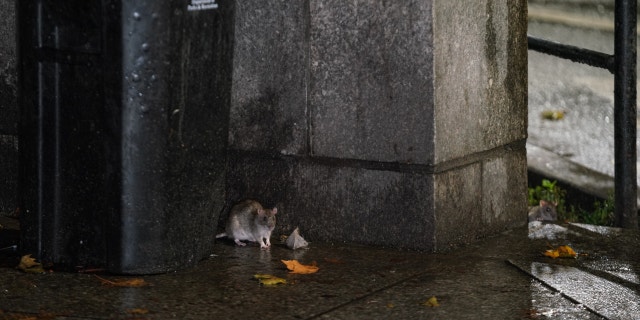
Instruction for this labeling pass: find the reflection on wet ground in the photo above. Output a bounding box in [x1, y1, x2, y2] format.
[1, 215, 638, 319]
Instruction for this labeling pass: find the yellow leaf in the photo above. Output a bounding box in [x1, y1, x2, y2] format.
[260, 277, 287, 286]
[541, 110, 564, 120]
[17, 254, 45, 274]
[423, 296, 440, 307]
[281, 260, 319, 274]
[253, 274, 287, 286]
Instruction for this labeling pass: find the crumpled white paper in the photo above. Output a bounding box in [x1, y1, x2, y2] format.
[286, 227, 308, 250]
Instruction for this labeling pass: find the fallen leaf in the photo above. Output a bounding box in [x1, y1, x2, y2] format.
[541, 110, 565, 120]
[423, 296, 440, 307]
[543, 249, 560, 259]
[253, 274, 287, 286]
[95, 275, 149, 287]
[17, 254, 45, 274]
[281, 260, 319, 274]
[557, 245, 577, 258]
[127, 308, 149, 315]
[544, 245, 577, 259]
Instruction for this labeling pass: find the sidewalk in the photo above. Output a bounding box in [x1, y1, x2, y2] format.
[528, 0, 640, 208]
[1, 214, 639, 319]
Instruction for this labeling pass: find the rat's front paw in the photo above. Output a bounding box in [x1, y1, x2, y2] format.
[234, 239, 247, 246]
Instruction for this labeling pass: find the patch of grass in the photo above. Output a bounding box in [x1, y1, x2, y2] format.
[528, 179, 614, 225]
[573, 194, 614, 226]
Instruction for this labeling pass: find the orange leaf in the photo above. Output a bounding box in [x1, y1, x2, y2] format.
[95, 275, 149, 287]
[557, 245, 577, 258]
[281, 260, 319, 274]
[544, 245, 577, 259]
[543, 249, 560, 259]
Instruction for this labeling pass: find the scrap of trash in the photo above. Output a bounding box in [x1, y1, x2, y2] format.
[285, 227, 309, 250]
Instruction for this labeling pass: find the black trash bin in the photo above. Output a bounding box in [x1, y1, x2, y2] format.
[17, 0, 232, 274]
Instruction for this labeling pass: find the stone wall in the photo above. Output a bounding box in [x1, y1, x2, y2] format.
[226, 0, 528, 250]
[1, 0, 529, 252]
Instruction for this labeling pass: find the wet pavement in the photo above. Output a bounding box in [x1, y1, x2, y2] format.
[527, 1, 640, 202]
[1, 214, 640, 319]
[2, 2, 640, 319]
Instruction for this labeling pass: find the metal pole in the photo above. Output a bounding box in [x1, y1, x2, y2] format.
[614, 0, 638, 228]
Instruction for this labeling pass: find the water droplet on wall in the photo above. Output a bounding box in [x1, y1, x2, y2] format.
[133, 12, 141, 20]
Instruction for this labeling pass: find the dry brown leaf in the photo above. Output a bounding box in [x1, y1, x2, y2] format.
[95, 275, 149, 287]
[17, 254, 45, 274]
[281, 260, 319, 274]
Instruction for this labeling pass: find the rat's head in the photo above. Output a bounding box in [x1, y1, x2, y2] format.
[539, 200, 558, 220]
[257, 207, 277, 229]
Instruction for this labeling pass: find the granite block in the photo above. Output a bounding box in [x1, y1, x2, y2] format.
[229, 0, 309, 155]
[309, 0, 434, 164]
[226, 154, 436, 250]
[433, 0, 527, 163]
[433, 162, 483, 249]
[432, 146, 527, 249]
[480, 148, 528, 230]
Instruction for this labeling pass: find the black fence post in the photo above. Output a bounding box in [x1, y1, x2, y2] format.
[614, 0, 638, 228]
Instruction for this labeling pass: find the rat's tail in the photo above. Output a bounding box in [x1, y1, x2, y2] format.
[215, 232, 227, 239]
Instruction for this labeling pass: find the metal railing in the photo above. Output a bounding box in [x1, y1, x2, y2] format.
[528, 0, 638, 228]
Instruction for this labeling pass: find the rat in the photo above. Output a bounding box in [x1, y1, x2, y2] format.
[528, 200, 558, 222]
[216, 200, 277, 249]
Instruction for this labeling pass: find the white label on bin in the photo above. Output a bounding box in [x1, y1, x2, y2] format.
[188, 0, 218, 11]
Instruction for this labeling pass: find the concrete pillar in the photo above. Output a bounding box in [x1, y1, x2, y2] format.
[227, 0, 527, 250]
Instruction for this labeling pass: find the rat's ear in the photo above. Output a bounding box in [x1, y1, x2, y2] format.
[539, 200, 548, 206]
[257, 208, 265, 216]
[272, 208, 277, 215]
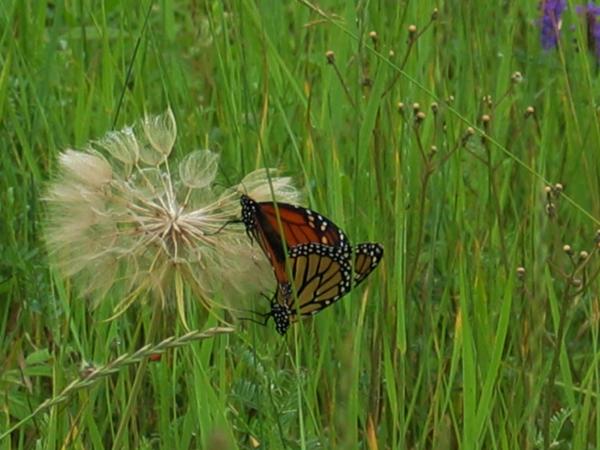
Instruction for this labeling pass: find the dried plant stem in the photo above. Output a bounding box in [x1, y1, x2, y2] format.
[406, 128, 433, 290]
[112, 0, 154, 129]
[381, 29, 422, 98]
[0, 327, 234, 443]
[330, 59, 357, 109]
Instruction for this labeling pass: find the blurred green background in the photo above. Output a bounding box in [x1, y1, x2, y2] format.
[2, 1, 600, 449]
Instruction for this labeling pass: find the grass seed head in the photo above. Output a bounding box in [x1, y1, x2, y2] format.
[325, 50, 335, 64]
[525, 106, 535, 117]
[511, 71, 523, 84]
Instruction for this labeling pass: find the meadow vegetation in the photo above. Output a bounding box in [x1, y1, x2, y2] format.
[2, 1, 600, 449]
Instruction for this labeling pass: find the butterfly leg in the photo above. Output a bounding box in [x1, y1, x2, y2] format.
[259, 291, 275, 304]
[238, 308, 272, 327]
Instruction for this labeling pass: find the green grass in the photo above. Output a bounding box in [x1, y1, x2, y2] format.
[2, 0, 600, 448]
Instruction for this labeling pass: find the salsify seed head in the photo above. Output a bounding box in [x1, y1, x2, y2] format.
[44, 108, 301, 317]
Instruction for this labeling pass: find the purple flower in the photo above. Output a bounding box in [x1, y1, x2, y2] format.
[540, 0, 567, 49]
[576, 3, 600, 60]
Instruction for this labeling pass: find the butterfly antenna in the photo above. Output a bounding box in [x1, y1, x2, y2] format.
[205, 219, 243, 236]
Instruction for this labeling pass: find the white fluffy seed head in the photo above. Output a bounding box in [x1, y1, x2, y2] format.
[44, 109, 301, 318]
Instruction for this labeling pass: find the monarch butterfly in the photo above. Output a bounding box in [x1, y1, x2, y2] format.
[240, 195, 383, 335]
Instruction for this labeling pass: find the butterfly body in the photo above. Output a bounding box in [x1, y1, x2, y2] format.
[270, 297, 292, 335]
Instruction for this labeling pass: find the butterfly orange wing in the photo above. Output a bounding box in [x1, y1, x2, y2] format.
[240, 195, 350, 283]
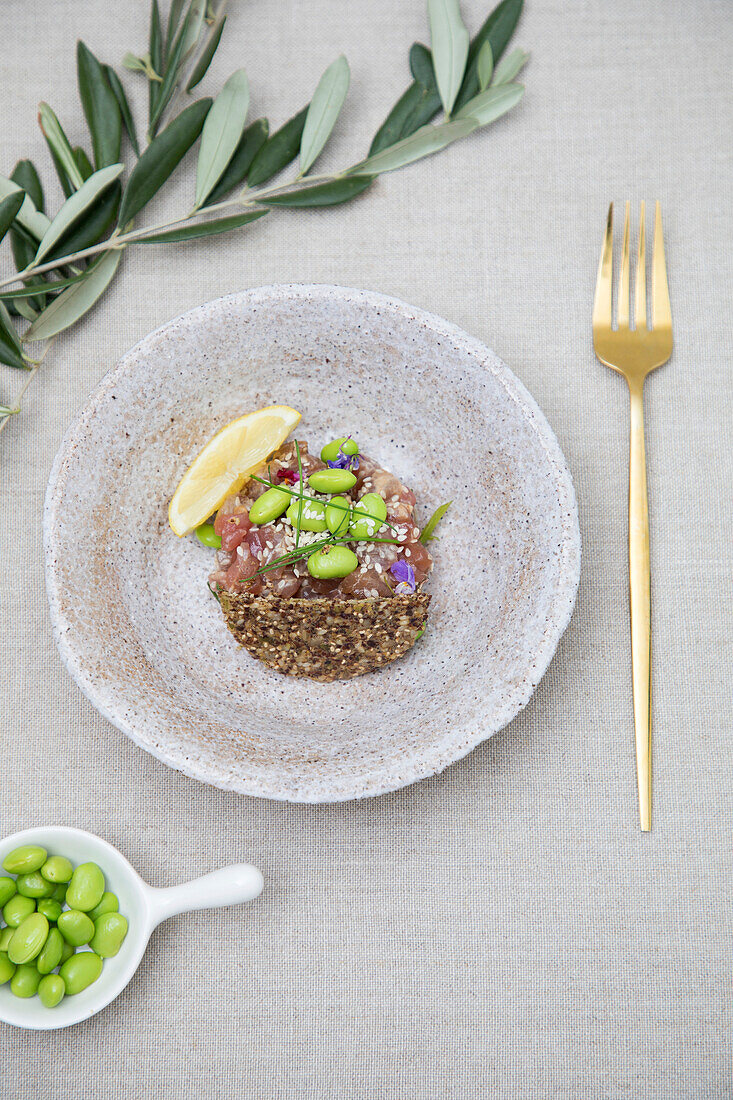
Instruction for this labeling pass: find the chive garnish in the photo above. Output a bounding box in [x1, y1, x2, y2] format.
[419, 501, 452, 544]
[294, 440, 305, 552]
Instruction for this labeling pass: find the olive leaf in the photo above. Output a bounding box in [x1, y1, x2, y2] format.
[8, 163, 47, 312]
[352, 118, 476, 175]
[477, 41, 493, 89]
[104, 66, 140, 155]
[73, 147, 94, 181]
[38, 104, 84, 191]
[0, 177, 50, 241]
[454, 81, 523, 125]
[119, 98, 211, 226]
[369, 81, 439, 155]
[0, 193, 25, 247]
[166, 0, 187, 48]
[46, 183, 120, 261]
[33, 164, 123, 264]
[247, 105, 308, 187]
[409, 43, 435, 87]
[13, 299, 37, 322]
[299, 55, 350, 176]
[77, 41, 122, 169]
[186, 10, 226, 91]
[4, 205, 41, 318]
[180, 0, 207, 61]
[0, 301, 28, 369]
[453, 0, 523, 111]
[149, 1, 196, 134]
[25, 249, 122, 341]
[259, 176, 373, 207]
[491, 46, 529, 85]
[194, 69, 250, 208]
[202, 118, 268, 207]
[10, 160, 44, 212]
[0, 272, 89, 300]
[373, 0, 522, 147]
[138, 209, 267, 242]
[427, 0, 469, 116]
[122, 53, 151, 75]
[149, 0, 164, 122]
[50, 152, 74, 199]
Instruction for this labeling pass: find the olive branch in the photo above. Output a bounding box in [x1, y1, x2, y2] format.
[0, 0, 527, 437]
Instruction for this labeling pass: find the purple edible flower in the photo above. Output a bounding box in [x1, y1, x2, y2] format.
[327, 437, 360, 472]
[390, 559, 416, 594]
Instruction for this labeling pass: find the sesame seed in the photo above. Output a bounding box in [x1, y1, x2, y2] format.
[405, 548, 411, 557]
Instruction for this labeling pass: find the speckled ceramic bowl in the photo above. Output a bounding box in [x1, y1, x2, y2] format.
[45, 285, 580, 802]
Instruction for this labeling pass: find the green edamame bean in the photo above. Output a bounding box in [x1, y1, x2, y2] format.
[16, 871, 56, 899]
[307, 545, 359, 580]
[59, 940, 74, 963]
[10, 963, 40, 998]
[66, 862, 105, 912]
[0, 951, 16, 985]
[0, 927, 14, 951]
[248, 487, 290, 525]
[36, 927, 64, 975]
[0, 876, 17, 906]
[307, 469, 357, 494]
[320, 437, 359, 463]
[38, 974, 65, 1009]
[58, 910, 95, 946]
[91, 913, 128, 958]
[195, 522, 222, 549]
[349, 492, 387, 540]
[3, 894, 36, 928]
[286, 499, 327, 533]
[51, 883, 68, 902]
[8, 913, 49, 964]
[2, 845, 47, 875]
[325, 496, 351, 536]
[37, 898, 62, 923]
[88, 892, 119, 922]
[59, 951, 103, 995]
[40, 855, 73, 883]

..............................

Activity: Could you print the lines of the records above from the one containing "Instruction for this labeling pass: find the green edamame" through the last, exactly and with no additions?

Written response:
Instruction for this labeling pass: find the green edamame bean in the photo above. Output a bounding box in [x1, y1, x2, y2] format.
[16, 871, 56, 899]
[307, 545, 359, 580]
[59, 940, 74, 963]
[10, 963, 40, 998]
[66, 862, 105, 912]
[0, 951, 16, 985]
[0, 927, 14, 951]
[248, 487, 290, 525]
[36, 927, 64, 975]
[0, 876, 17, 906]
[307, 469, 357, 494]
[320, 437, 359, 463]
[38, 974, 65, 1009]
[58, 910, 95, 946]
[91, 913, 128, 958]
[195, 522, 222, 549]
[349, 492, 387, 540]
[3, 894, 36, 928]
[286, 499, 327, 533]
[51, 883, 68, 902]
[8, 913, 49, 964]
[2, 845, 47, 875]
[325, 496, 351, 536]
[37, 898, 62, 923]
[88, 892, 119, 922]
[59, 951, 103, 995]
[40, 855, 73, 883]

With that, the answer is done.